Your instructions: Return verbatim the run of lines that opens with the line holding "Where can you spot the black clutch" and closes with the last line of the records.

- - - -

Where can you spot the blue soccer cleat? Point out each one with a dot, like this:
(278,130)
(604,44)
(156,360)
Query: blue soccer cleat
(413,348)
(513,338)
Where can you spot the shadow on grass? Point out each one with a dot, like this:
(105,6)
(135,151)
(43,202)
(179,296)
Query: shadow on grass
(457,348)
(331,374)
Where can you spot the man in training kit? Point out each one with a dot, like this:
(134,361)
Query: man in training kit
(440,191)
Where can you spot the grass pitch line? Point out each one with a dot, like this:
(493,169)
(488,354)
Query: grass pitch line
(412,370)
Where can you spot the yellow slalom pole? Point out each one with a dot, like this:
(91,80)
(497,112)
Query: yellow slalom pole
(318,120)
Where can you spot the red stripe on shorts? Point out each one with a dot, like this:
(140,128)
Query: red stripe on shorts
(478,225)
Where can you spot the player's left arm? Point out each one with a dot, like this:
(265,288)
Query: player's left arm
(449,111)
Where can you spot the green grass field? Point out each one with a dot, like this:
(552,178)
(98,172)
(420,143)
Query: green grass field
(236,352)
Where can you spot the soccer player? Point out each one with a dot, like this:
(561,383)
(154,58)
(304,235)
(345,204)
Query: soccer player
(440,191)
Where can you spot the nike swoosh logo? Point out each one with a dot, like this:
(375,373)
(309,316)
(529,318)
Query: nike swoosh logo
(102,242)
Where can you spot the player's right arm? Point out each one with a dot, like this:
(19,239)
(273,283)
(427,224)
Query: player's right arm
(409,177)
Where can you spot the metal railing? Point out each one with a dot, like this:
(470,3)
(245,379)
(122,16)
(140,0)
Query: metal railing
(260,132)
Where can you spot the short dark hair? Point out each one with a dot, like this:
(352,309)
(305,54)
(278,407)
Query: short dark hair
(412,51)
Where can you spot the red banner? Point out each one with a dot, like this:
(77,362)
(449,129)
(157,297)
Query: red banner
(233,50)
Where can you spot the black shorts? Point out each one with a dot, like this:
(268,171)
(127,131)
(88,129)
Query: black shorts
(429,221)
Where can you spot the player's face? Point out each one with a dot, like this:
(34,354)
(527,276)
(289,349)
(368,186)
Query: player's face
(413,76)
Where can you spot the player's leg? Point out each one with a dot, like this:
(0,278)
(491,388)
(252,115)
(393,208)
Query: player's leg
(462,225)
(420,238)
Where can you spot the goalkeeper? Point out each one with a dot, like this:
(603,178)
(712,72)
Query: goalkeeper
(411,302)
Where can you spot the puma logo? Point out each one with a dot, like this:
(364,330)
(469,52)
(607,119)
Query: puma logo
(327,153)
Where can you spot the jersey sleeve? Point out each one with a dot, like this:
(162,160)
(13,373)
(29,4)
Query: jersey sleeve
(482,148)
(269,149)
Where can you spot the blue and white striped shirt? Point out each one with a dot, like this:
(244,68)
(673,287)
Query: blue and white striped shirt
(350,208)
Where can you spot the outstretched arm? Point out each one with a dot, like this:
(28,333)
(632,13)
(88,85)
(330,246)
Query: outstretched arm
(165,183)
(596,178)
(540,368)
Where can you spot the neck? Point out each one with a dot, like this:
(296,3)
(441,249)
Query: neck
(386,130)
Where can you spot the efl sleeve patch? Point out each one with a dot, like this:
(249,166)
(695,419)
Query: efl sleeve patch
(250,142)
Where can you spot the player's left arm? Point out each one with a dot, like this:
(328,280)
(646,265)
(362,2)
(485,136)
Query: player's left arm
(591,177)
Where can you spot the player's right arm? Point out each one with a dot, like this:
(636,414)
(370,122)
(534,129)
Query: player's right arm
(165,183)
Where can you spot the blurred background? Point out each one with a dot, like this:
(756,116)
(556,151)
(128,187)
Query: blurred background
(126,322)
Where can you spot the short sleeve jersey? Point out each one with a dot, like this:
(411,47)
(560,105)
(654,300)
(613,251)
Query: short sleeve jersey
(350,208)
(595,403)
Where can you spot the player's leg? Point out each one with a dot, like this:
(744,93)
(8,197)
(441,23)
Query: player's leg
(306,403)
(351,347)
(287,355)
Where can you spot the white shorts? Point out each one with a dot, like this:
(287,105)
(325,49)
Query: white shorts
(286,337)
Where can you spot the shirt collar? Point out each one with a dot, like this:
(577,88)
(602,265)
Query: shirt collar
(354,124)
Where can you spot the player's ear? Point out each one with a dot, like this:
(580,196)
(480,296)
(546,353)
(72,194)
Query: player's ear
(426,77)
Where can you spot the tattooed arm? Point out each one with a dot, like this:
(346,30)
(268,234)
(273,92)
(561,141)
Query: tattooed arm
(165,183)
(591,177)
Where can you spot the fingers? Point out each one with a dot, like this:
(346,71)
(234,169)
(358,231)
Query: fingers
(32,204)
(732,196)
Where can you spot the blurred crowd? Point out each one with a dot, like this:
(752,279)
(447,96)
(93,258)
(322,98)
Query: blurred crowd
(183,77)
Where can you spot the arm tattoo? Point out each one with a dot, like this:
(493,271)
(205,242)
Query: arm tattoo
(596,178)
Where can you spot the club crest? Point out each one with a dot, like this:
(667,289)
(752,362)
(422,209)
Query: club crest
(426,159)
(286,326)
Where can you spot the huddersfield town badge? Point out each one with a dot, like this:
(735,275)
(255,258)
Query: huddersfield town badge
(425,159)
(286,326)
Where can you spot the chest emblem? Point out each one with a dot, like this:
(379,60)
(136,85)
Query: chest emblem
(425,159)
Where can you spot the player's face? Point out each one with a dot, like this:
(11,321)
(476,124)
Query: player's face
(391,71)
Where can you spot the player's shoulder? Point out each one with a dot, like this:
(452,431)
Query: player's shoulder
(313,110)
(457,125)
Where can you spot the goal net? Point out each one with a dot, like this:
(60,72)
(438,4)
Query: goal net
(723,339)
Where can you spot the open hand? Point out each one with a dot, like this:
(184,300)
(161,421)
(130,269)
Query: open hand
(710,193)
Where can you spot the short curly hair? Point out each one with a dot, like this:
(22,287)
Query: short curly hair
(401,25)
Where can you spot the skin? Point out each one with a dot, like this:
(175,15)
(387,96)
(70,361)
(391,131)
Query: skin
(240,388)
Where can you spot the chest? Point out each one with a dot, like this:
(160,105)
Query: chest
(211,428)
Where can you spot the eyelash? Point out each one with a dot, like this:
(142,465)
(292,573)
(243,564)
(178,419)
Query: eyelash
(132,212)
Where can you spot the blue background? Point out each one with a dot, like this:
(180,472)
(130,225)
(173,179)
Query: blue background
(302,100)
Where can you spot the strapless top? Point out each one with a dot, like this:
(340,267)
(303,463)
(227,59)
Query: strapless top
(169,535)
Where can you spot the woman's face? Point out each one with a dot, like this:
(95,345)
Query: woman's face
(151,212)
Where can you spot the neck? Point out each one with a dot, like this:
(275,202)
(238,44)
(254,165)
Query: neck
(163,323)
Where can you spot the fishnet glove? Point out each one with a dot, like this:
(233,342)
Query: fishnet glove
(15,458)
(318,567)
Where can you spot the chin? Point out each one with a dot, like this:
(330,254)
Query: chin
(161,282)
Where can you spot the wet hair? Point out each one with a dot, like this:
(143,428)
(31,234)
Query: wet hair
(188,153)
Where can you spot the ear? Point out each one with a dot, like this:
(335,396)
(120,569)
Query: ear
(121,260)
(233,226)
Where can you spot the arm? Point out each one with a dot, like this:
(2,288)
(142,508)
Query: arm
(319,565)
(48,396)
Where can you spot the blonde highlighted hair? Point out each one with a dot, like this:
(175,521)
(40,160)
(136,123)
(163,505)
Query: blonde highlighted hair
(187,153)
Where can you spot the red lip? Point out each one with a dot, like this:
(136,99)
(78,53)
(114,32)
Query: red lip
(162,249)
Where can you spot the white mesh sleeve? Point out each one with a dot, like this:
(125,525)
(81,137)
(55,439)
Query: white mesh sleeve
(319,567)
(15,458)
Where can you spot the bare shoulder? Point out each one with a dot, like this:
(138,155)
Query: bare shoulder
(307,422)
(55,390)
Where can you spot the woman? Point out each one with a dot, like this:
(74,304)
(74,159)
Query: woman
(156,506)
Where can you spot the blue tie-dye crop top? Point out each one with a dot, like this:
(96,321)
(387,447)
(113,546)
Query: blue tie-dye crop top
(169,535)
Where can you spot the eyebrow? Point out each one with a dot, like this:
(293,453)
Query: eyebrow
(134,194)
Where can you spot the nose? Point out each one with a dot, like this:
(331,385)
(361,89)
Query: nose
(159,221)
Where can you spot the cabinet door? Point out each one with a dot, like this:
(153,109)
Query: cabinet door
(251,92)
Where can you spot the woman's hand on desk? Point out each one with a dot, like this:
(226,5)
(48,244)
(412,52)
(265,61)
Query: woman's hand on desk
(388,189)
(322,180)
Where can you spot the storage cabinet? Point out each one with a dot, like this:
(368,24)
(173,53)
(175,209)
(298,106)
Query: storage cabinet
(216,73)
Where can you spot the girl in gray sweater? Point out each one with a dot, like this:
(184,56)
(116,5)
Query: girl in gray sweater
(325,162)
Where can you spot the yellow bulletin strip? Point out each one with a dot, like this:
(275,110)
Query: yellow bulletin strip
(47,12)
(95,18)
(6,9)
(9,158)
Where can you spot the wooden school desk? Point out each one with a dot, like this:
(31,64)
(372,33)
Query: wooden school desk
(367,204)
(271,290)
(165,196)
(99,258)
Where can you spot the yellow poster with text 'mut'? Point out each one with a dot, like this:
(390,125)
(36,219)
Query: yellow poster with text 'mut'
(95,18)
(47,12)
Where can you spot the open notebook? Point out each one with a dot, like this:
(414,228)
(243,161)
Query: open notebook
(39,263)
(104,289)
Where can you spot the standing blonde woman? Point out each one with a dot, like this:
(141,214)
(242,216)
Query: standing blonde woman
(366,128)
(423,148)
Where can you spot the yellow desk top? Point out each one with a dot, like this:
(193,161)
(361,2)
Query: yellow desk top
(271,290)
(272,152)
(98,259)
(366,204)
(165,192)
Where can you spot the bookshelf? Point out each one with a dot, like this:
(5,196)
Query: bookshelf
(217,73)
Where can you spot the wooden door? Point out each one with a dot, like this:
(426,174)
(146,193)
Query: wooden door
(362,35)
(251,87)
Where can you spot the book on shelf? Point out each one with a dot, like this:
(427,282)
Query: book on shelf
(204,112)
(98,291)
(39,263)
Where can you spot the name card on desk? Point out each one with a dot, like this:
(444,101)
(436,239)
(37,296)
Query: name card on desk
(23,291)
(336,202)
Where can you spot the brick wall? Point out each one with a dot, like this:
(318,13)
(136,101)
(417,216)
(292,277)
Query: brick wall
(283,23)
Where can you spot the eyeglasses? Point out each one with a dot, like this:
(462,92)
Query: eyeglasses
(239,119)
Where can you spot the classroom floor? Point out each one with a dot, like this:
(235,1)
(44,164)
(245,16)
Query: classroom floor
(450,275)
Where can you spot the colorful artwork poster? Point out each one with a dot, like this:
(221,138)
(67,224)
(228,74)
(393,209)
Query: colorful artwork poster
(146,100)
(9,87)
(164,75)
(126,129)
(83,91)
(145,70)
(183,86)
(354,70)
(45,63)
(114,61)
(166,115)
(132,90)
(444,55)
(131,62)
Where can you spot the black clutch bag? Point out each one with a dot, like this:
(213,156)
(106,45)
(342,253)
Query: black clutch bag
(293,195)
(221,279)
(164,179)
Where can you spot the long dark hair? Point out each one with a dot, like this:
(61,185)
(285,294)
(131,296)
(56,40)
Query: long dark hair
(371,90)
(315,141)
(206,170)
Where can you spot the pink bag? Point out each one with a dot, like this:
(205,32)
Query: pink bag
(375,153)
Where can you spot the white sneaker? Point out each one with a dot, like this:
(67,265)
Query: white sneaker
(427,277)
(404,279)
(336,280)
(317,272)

- - - -

Finished task:
Where can you spot the black clutch bag? Point out each one with a dot, like this:
(213,156)
(106,45)
(342,253)
Query: black clutch bag
(293,195)
(221,279)
(164,179)
Where can you spot the long dark hair? Point out each one with a dot, like this:
(61,185)
(285,294)
(131,296)
(56,40)
Query: long dark hair
(371,90)
(315,141)
(206,170)
Where can you spot the pink bag? Point out each one with a dot, like this:
(205,32)
Query: pink bag
(375,153)
Where can you spot the white sneaker? Point out each one with a dot, like this:
(67,265)
Query: white sneaker
(427,277)
(404,279)
(336,280)
(317,272)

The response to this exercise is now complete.